* **Problem to solve**: Produce a character-for-character copy of the data below.
═══ Records to process
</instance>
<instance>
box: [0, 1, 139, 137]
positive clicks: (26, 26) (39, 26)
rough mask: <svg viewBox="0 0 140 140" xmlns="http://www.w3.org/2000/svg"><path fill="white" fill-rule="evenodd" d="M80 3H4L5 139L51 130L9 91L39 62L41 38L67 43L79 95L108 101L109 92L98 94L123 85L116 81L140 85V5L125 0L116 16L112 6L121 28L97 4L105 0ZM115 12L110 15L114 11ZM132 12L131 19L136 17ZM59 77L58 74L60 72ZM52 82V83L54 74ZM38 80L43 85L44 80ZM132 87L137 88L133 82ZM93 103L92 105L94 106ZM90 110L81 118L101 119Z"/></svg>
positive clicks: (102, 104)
══════
* **Response to the exercise**:
</instance>
<instance>
box: [0, 1, 139, 137]
positive clicks: (26, 26) (39, 26)
rough mask: <svg viewBox="0 0 140 140" xmlns="http://www.w3.org/2000/svg"><path fill="white" fill-rule="evenodd" d="M80 3H4L5 139L51 130L9 91L39 62L41 38L67 43L79 95L108 101L109 92L98 94L123 85L116 81L140 85V5L125 0L116 16L112 6L121 28L97 4L105 0ZM115 12L110 15L114 11ZM132 12L131 19L136 17ZM59 77L58 74L60 72ZM52 82V83L54 74ZM38 80L43 85L44 80ZM132 87L137 88L133 82ZM93 103L92 105L94 106ZM90 110L81 118L101 119Z"/></svg>
positive clicks: (102, 104)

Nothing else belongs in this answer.